--- EXERCISE DATA Enclosed Below ---

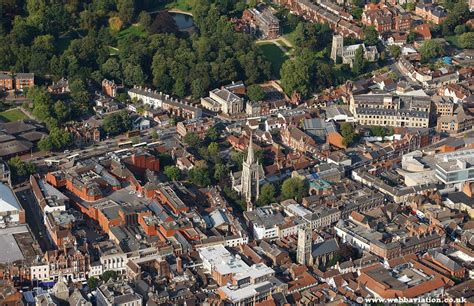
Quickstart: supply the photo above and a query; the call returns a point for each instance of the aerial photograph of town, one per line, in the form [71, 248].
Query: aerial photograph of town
[236, 152]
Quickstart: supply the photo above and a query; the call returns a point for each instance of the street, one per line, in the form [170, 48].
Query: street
[33, 218]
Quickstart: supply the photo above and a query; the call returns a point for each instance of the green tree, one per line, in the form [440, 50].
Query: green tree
[296, 77]
[213, 151]
[411, 37]
[126, 9]
[172, 172]
[212, 134]
[358, 65]
[133, 75]
[199, 175]
[460, 29]
[267, 194]
[62, 111]
[395, 51]
[220, 172]
[154, 134]
[255, 93]
[117, 123]
[45, 144]
[20, 169]
[293, 188]
[92, 283]
[431, 49]
[466, 40]
[112, 69]
[144, 19]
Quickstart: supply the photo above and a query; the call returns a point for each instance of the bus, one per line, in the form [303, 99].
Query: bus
[151, 144]
[50, 162]
[125, 144]
[141, 144]
[133, 133]
[72, 156]
[121, 151]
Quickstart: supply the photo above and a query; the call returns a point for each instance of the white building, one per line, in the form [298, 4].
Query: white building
[230, 103]
[347, 53]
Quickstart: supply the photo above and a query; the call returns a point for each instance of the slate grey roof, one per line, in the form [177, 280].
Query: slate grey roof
[325, 247]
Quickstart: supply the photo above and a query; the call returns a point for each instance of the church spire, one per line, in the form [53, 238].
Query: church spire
[250, 154]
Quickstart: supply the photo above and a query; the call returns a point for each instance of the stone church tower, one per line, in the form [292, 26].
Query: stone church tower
[337, 47]
[250, 177]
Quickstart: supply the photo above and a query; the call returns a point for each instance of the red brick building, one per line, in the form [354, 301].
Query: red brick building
[109, 88]
[24, 80]
[6, 80]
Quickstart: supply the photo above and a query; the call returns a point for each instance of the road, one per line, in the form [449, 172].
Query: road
[33, 218]
[106, 145]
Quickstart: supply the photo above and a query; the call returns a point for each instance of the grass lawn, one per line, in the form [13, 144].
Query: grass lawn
[275, 55]
[133, 30]
[12, 115]
[454, 40]
[289, 34]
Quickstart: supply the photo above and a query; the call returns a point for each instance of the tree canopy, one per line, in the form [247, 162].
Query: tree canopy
[293, 188]
[431, 49]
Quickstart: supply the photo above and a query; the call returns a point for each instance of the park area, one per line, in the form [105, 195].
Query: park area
[12, 115]
[275, 55]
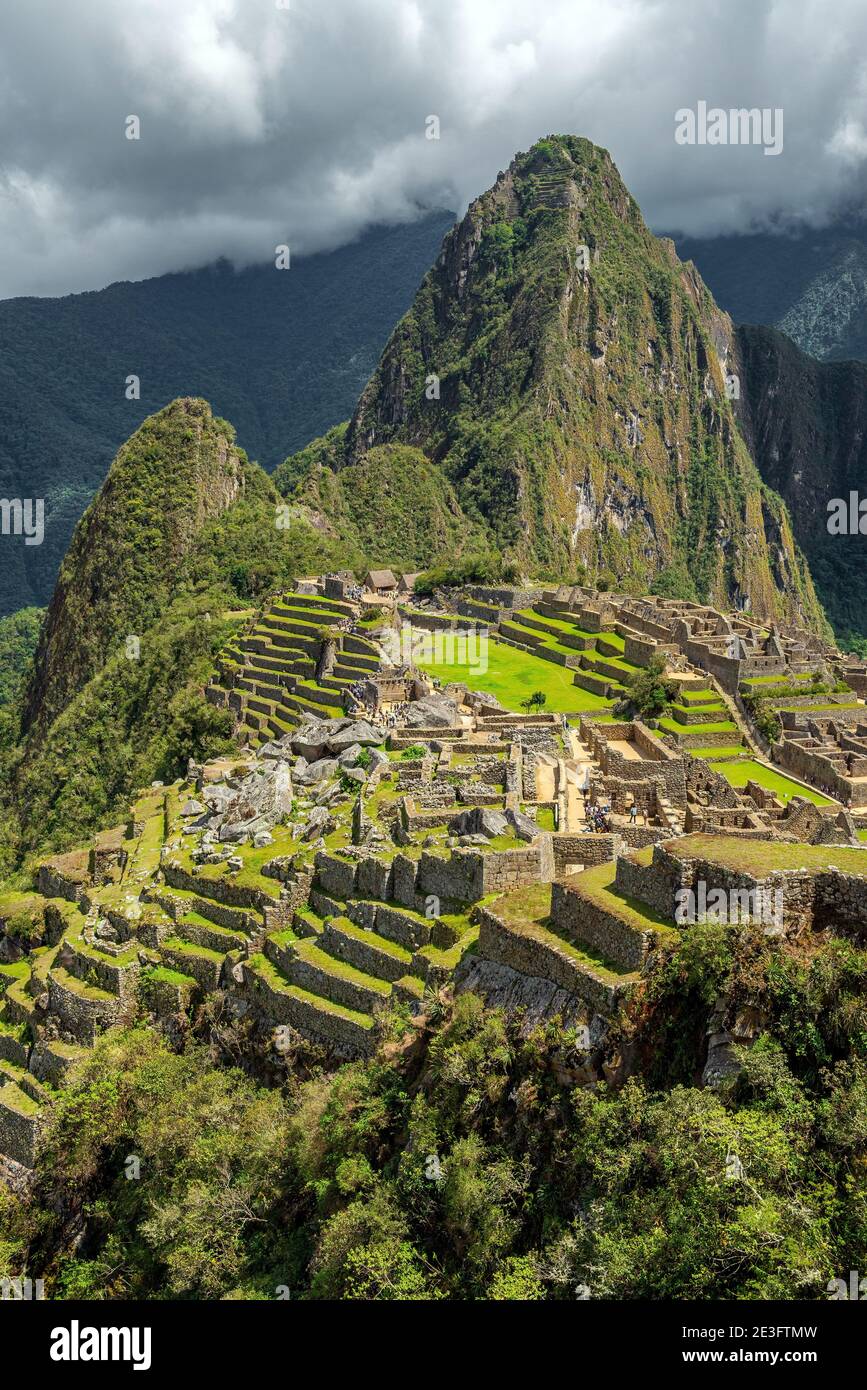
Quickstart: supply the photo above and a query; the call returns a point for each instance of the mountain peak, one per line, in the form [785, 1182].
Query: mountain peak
[177, 471]
[567, 375]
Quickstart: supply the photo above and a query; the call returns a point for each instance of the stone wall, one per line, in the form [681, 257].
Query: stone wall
[542, 957]
[584, 922]
[18, 1133]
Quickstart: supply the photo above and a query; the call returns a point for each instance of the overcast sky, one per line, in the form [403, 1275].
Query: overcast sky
[302, 125]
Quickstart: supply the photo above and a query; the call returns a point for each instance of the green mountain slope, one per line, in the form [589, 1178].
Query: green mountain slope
[178, 544]
[281, 353]
[812, 284]
[179, 469]
[807, 427]
[578, 413]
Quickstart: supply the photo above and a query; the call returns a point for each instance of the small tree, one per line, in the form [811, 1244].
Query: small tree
[648, 691]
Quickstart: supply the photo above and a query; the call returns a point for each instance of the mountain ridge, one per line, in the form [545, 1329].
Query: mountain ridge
[578, 410]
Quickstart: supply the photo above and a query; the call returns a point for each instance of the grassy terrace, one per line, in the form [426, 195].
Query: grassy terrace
[598, 887]
[513, 676]
[723, 726]
[762, 856]
[749, 769]
[528, 911]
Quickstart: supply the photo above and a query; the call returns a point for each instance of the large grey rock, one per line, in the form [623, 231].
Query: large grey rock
[313, 736]
[327, 792]
[432, 712]
[318, 823]
[524, 826]
[318, 770]
[278, 748]
[478, 820]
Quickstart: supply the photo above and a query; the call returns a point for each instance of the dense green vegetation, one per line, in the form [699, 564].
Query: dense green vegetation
[281, 353]
[18, 637]
[473, 1168]
[147, 562]
[648, 691]
[563, 469]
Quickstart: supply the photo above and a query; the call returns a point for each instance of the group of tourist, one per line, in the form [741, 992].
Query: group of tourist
[598, 815]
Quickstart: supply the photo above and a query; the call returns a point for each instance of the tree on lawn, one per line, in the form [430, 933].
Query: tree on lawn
[648, 691]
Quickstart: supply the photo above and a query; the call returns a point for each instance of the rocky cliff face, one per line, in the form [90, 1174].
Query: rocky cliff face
[175, 473]
[566, 373]
[806, 424]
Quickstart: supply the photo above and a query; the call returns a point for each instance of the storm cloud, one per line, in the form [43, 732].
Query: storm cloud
[304, 123]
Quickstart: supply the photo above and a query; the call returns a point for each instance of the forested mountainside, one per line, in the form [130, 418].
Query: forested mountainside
[812, 284]
[564, 373]
[806, 424]
[281, 353]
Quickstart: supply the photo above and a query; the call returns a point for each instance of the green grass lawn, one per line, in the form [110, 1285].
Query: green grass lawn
[513, 676]
[750, 770]
[763, 855]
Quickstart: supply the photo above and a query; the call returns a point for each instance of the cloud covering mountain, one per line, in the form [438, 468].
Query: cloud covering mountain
[303, 124]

--- End of Enclosed EXERCISE DATA ---

### TRY IT
Apart from the pictures, the material above has to be repeated exactly.

### OUTPUT OF THE TASK
Quickstart: supply the photo above and a query; the call returns a point for each instance of the aerial photograph of town, one per line, in the form [71, 248].
Query: aerial photograph of town
[236, 152]
Quickstart: supply the photo above and a query; the call returns a point for each instance of the street, one per line, in the form [170, 48].
Query: street
[33, 218]
Quickstart: supply the photo above and a query; the call returns a point for each instance of the green tree, one per line, in the form [440, 50].
Query: green tree
[296, 77]
[213, 151]
[411, 37]
[126, 9]
[172, 172]
[212, 134]
[358, 65]
[133, 75]
[199, 175]
[460, 29]
[267, 194]
[62, 111]
[395, 51]
[220, 172]
[154, 134]
[255, 93]
[117, 123]
[45, 144]
[20, 169]
[293, 188]
[92, 283]
[431, 49]
[466, 40]
[112, 69]
[144, 19]
Quickstart: supply the photo above and a query; the call returns a point for each instance of the bus, one per line, in the form [303, 99].
Query: bus
[151, 144]
[50, 162]
[125, 144]
[141, 144]
[133, 133]
[72, 156]
[121, 151]
Quickstart: supply the photo above and a query; the call returns a point for each instance of the white building, one per line, in the form [298, 4].
Query: white building
[230, 103]
[347, 53]
Quickstart: supply the photo above and a query; the call returns a point for each instance of the slate grey roof, one per line, in the form [177, 280].
Query: slate grey roof
[325, 247]
Quickstart: supply the photo above and a query; the call returns a point for each instance of the church spire, one per line, in the form [53, 238].
Query: church spire
[250, 154]
Quickstart: supply the photo above and a query; the call returns a point for each instance of the stone church tower, one per line, in the form [292, 26].
Query: stone church tower
[337, 47]
[250, 177]
Quickstart: supply the photo above and a query; the call returns a point for each instance of the red brick building, one per line, in the form [354, 301].
Query: red brick building
[109, 88]
[24, 80]
[6, 80]
Quickstart: supply the photo above and a query; the call returns a point for each instance of the road, one per line, in the form [449, 172].
Query: road
[33, 218]
[106, 145]
Quickstart: supply the photo above and a query; the call returns a point for each instance of the grass lawn, one per line, in the form [13, 144].
Query: grass lawn
[275, 55]
[133, 30]
[12, 115]
[454, 40]
[289, 34]
Quickstart: supply the photo above and a query; the call returns a point for each instance of the tree canopy, one per line, in the form [247, 162].
Query: tree canopy
[293, 188]
[431, 49]
Quickstart: supply the photo above and a query; the call returns a point for each instance of the park area, one per line, in the form [105, 195].
Query: park area
[12, 115]
[275, 55]
Quickstart: supply the photo above and a query; the call returns a point for each instance of the mountain peak, one per line, in the form [785, 1182].
Query: mountain peak
[177, 471]
[567, 375]
Quickstart: supply the photo above and a query; the call returns a point for each instance of the stone wall, one per line, in the form [681, 257].
Query: stone wall
[542, 957]
[584, 922]
[18, 1133]
Quickstart: supply the photo above and a query; the call returns a point for each instance of the overcast sky, one per line, in the form [403, 1275].
Query: overcast sky
[302, 125]
Quickstart: supply the photo above and a query; the call returns a point for each instance of the green mountain slope, one per line, in the form [589, 1178].
Query: green mountain slope
[178, 544]
[281, 353]
[812, 284]
[179, 469]
[807, 427]
[578, 413]
Quickstart: supply the photo above and a query; the call returns a point for each instance of the small tree, one per line, in the form [811, 1244].
Query: small tree
[648, 691]
Quickstart: supply the photo above and a query; the call returns a point for each instance of the mountain ridge, one per line, in the form [545, 1329].
Query: mountain ridge
[578, 410]
Quickstart: supply the photo above and a query; the call returns a point for each instance of the grassy terrace, one per line, in the form [426, 195].
Query: grassy terrace
[598, 887]
[513, 676]
[723, 726]
[762, 856]
[749, 769]
[528, 911]
Quickstart: supply the photo above and a query; the call returns a point for each instance of the large grey rock, one per line, in the form [623, 231].
Query: large grey rock
[313, 736]
[327, 792]
[432, 712]
[318, 823]
[524, 826]
[318, 770]
[278, 748]
[478, 820]
Quickstart: supply the photo above and a query; the call returns a point for each instance of the dense green vegetation, one per line, in the form [699, 564].
Query: dense green vegetation
[281, 353]
[18, 637]
[473, 1168]
[147, 562]
[648, 691]
[563, 469]
Quickstart: supply the photo above and a query; the call returns a point for each instance of the group of tourist, one per line, in the form [741, 992].
Query: group of tourist
[598, 815]
Quickstart: supply the photo above and a query; the call returns a point for each instance of the tree on lawn, one per line, in the form [430, 933].
Query: tree on lawn
[648, 691]
Quickstart: supply the photo above and a query; the call returns a point for each instance of the rocky cliff face, one per line, in the form [90, 1174].
Query: rocky cliff face
[175, 473]
[566, 373]
[806, 424]
Quickstart: supply the photo above and a query; the call returns a point for each instance of the storm cloud, one per line, in the form [43, 732].
Query: storm cloud
[304, 123]
Quickstart: supply the photo above and a query; the call returns a point for each instance of the forested mountainside, one per line, in the form [130, 418].
Query: forested mountainside
[812, 284]
[564, 373]
[806, 424]
[281, 353]
Quickstart: supply the photo above and a query; the call returns a point for each instance of the green grass lawn, one per line, in the form [110, 1285].
Query: green grass lawn
[513, 676]
[750, 770]
[763, 855]
Quickstart: supply the photo above and a query; the call returns a point for each instance of the cloud covering mountain, one per line, in the form [438, 468].
Query: cloud covering mountain
[303, 124]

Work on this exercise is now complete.